Natural-language object grounding data:
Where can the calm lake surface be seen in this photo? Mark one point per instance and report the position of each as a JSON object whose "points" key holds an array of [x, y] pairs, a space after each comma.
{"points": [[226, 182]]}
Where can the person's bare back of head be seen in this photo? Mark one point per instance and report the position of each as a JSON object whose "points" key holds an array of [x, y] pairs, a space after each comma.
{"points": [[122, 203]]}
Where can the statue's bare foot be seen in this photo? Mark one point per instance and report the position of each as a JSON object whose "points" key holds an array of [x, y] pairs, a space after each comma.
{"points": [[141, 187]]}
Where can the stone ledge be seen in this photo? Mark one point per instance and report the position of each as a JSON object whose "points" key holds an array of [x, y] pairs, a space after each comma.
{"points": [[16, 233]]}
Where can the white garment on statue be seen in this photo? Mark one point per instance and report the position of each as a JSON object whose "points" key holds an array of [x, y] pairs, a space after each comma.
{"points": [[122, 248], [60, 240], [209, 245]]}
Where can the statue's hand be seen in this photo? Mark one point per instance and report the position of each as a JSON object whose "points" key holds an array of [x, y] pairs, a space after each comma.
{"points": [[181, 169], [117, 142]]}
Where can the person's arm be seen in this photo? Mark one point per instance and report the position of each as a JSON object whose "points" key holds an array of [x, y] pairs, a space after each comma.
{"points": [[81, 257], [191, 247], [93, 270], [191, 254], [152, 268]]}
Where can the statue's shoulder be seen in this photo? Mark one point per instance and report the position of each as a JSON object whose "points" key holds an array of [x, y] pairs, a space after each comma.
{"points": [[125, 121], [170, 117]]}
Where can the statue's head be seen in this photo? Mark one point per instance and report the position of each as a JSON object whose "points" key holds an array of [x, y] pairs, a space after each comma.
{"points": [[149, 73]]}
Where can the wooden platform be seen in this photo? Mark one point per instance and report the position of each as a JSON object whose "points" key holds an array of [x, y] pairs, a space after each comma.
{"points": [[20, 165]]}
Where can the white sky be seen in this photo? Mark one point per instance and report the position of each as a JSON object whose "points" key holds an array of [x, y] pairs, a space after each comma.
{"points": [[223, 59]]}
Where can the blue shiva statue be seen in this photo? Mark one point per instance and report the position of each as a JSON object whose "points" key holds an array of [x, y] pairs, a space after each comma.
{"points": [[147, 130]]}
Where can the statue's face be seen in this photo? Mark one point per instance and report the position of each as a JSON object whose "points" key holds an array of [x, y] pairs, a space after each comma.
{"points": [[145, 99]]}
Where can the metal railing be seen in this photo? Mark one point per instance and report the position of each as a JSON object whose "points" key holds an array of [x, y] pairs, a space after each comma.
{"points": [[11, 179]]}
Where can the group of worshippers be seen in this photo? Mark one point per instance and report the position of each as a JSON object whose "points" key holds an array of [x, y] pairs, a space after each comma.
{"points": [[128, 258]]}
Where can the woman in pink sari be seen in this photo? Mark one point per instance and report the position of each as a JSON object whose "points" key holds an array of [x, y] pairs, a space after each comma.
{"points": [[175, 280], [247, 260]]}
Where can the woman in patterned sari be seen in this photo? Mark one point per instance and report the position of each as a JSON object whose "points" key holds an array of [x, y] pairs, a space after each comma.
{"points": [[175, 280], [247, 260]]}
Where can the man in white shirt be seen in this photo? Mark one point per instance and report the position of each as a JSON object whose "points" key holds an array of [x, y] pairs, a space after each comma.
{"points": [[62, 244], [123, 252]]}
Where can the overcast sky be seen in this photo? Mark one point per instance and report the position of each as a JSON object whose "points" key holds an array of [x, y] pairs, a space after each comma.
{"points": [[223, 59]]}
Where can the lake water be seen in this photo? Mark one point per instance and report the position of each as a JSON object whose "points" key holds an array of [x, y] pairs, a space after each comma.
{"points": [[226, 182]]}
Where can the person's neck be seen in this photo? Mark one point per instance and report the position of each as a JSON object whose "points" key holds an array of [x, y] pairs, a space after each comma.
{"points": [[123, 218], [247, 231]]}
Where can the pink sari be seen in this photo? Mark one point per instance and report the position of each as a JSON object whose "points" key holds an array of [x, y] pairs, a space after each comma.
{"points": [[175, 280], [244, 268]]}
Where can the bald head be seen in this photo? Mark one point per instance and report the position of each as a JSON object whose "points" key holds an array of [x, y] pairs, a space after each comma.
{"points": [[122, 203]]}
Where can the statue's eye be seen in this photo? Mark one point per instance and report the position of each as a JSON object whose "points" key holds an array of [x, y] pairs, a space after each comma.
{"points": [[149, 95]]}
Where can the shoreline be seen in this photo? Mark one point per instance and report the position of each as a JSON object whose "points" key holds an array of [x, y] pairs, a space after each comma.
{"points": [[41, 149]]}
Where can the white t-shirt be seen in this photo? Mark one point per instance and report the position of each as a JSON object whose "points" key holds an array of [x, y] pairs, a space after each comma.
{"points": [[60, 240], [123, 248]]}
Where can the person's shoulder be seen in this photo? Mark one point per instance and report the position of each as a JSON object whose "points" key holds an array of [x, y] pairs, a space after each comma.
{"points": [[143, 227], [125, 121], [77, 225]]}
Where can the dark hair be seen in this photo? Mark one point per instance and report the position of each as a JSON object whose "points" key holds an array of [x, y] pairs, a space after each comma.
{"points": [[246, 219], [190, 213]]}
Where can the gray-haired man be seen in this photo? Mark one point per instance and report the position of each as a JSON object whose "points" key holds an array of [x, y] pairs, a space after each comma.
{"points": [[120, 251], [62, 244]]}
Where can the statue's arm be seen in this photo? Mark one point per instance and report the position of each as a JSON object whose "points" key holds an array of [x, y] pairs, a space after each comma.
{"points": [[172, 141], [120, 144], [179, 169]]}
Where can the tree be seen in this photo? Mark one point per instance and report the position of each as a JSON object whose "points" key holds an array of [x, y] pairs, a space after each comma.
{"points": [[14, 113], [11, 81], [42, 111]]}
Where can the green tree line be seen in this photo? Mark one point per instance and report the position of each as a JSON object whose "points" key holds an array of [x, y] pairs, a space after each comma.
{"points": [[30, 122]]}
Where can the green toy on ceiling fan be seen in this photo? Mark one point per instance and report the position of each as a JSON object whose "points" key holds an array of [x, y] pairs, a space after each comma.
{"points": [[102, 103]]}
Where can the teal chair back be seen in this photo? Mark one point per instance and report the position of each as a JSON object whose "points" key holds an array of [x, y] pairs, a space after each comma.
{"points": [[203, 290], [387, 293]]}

=== ABOUT THIS EXERCISE ===
Nothing should be left out: repeat all of the data exactly.

=== WRITTEN REPLY ===
Where can the calm lake surface be seen in this photo? Mark one point per instance and report the position of each as a JSON object whose "points" key holds an array of [x, y] pairs, a space after each comma.
{"points": [[226, 182]]}
Where can the person's bare back of head be seen in this photo? Mark one point per instance and report the position of each as a JSON object whose "points" key holds an array of [x, y] pairs, a space after each comma.
{"points": [[122, 203]]}
Where can the statue's bare foot be seen in this photo? Mark one point per instance and report the position of each as a JSON object whose "points" key holds an array of [x, y] pairs, a space after each comma.
{"points": [[141, 187]]}
Where can the stone ledge be seen in this photo? Mark one point per instance and report the position of each as a JSON object whose "points" key holds an array of [x, y] pairs, a space after each comma.
{"points": [[16, 233]]}
Where can the white garment on statue be seen in this photo? Mark one point per instance and report the position of each as a JSON object whose "points" key holds an array of [x, y] pairs, a space after each comma.
{"points": [[122, 248], [60, 240], [209, 245]]}
Where can the statue's hand be seen in this photo? Mark one point per instance and report the position of each as a JSON object whose "points" key holds an array of [x, y] pairs, a space after each comma.
{"points": [[181, 169], [117, 142]]}
Where can the person's arm be seen in this photo? Mark one point per instance and report the position of each as a JSON object whose "points" key holds an array of [x, y] pairs, a space after each comma.
{"points": [[81, 257], [191, 247], [93, 270], [191, 254], [152, 268]]}
Where can the statue's shoulder be seen in this photo? Mark one point per instance and report the position of each as a JSON object whose "points" key holds an array of [x, y] pairs, a space after each comma.
{"points": [[125, 121], [170, 117]]}
Where can the statue's head be seen in this photo? Mark one point per instance and report the position of each as a JSON object whose "points" key holds an array of [x, y] pairs, a space after each comma.
{"points": [[149, 73]]}
Where can the wooden platform be seen in this photo? Mark one point per instance and report the position of each as a JSON object whose "points" key holds an array of [x, y] pairs, a space after each comma.
{"points": [[20, 165]]}
Where can the white sky be seen in this photo? Mark one point per instance and report the position of each as a JSON object whose "points" key holds an array of [x, y] pairs, a space after each comma.
{"points": [[223, 59]]}
Where can the blue shiva statue be seen in this photo? Mark one point per instance and report the position of each as a JSON object whose "points" key holds an array of [x, y] pairs, a space after each comma.
{"points": [[147, 130]]}
Where can the statue's face be seen in this photo? Mark one point per instance and report the position of each as a JSON object whose "points" key holds an array of [x, y] pairs, a space after each comma.
{"points": [[145, 99]]}
Where can the metal railing be seen in this photo? Mark one point per instance and report the position of each as a JSON object whose "points" key holds an array of [x, y] pairs, a space after each comma.
{"points": [[11, 179]]}
Where can the group of worshippers be seen in this photo? Mark one point per instance and report the position of each as a JSON object whose "points" key holds an array of [x, y] pairs, a space after each comma.
{"points": [[128, 258]]}
Where can the woman in pink sari be seen in this photo? Mark one point per instance and report the position of each as a JSON object whose "points" key holds an array of [x, y] pairs, a space after each comma.
{"points": [[175, 280], [247, 260]]}
Where can the woman in patterned sari be seen in this photo? Mark one point per instance and report the position of each as a JSON object whose "points" key holds an array of [x, y] pairs, a space after each comma.
{"points": [[175, 280], [247, 260]]}
Where can the man in white shirt be seen in this photo? Mark one point per instance and report the position of each as a JSON object whose "points" key holds an array of [x, y] pairs, a space after each comma.
{"points": [[62, 244], [123, 252]]}
Where can the overcast sky be seen in this photo? Mark one point per instance and report the position of each as a JSON object whose "points" key holds an array of [x, y] pairs, a space after each comma.
{"points": [[223, 59]]}
Where can the lake water be seen in this photo? Mark one point per instance and report the position of each as a JSON object whose "points" key holds an array of [x, y] pairs, a space after each comma.
{"points": [[226, 182]]}
Where can the person's neck be seen in this photo? Mark one point per instance and report the position of each as a JSON object whose "points" key holds an array of [x, y] pairs, a space after each comma.
{"points": [[123, 218], [247, 231]]}
Where can the pink sari be seen in this photo? Mark one point per instance and report the position of each as a JSON object whose "points" key holds an array of [x, y] pairs, a space after each comma.
{"points": [[175, 280], [244, 268]]}
Where can the bald head be seen in this photo? Mark one point per instance and report the position of each as a JSON object whose "points" key holds an array of [x, y] pairs, a space after each comma.
{"points": [[122, 203]]}
Where can the statue's eye be seen in this photo? Mark one point per instance and report the position of each as a JSON object whose "points" key holds an array of [x, y] pairs, a space after each comma.
{"points": [[149, 95]]}
Where can the shoreline be seen in this photo? Mark one point per instance and report the position of each as a JSON object whose "points" key holds an array of [x, y] pairs, a space after each comma.
{"points": [[41, 149]]}
Where can the white t-shirt be seen in this photo? Mark one point per instance and report the position of each as a JSON object whose "points" key holds an array of [x, y] pairs, a space after each comma.
{"points": [[60, 240], [123, 248]]}
Where can the person's shoulder be seen in this photo? Mark one point per instance and report the position of each as a JSON object whose "points" key holds an array of [x, y] pairs, a space after each comma.
{"points": [[143, 227], [125, 121], [77, 225]]}
Where can the dark hair be seen in this photo? Mark one point per instance and report the position of each as a JSON object whose "points" key holds an array of [x, y] pairs, a space after each comma.
{"points": [[246, 219], [190, 213]]}
Where can the gray-haired man be seen in this photo? Mark one point per instance and report the position of each as a JSON object whose "points" key holds an array of [x, y] pairs, a space after each comma.
{"points": [[120, 251], [62, 244]]}
Where can the statue's arm be seen in this photo? Mark one point per instance and report the position of each as a JSON object whose "points" key holds an array of [x, y] pairs, a space after each comma.
{"points": [[172, 141], [120, 144], [179, 169]]}
Where can the tree be seen in this photo? Mark one point per instance and report the position of each as a JSON object whose "points" key holds an array of [x, y] pairs, a space after each comma.
{"points": [[14, 113], [11, 81], [42, 111]]}
Where can the green tree line be seen in this photo? Mark one point per instance and report the position of each as a JSON object whose "points" key holds an array of [x, y] pairs, a space after each comma.
{"points": [[30, 122]]}
Where can the green toy on ceiling fan be seen in this photo? Mark one point per instance and report the position of each as a JSON object whose "points" key holds an array of [x, y] pairs, a space after each comma.
{"points": [[102, 103]]}
Where can the teal chair back be seen in this photo? Mark one point per instance and report the position of each as a JSON object whose "points" key holds an array of [x, y] pairs, a space after each comma.
{"points": [[203, 290], [387, 293]]}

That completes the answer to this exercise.